[Data for this task]:
- - - - - - -

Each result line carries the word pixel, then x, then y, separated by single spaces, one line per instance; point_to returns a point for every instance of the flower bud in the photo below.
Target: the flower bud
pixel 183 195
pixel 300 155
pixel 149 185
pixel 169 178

- - - - - - -

[What is needed]:
Convert the rows above into a two-column CSV with the header fields text and answer, giving one line for each row. Place each row's text and its answer in separate quoted fields, with line breaks replaced by spaces.

[Complete output]:
text,answer
"Each result line carries the word pixel, then x, then y, separated by single spaces, one line per instance; point_to returns a point for every instance of the flower bud in the photo below. Target: the flower bud","pixel 183 195 pixel 300 155 pixel 149 185 pixel 169 178"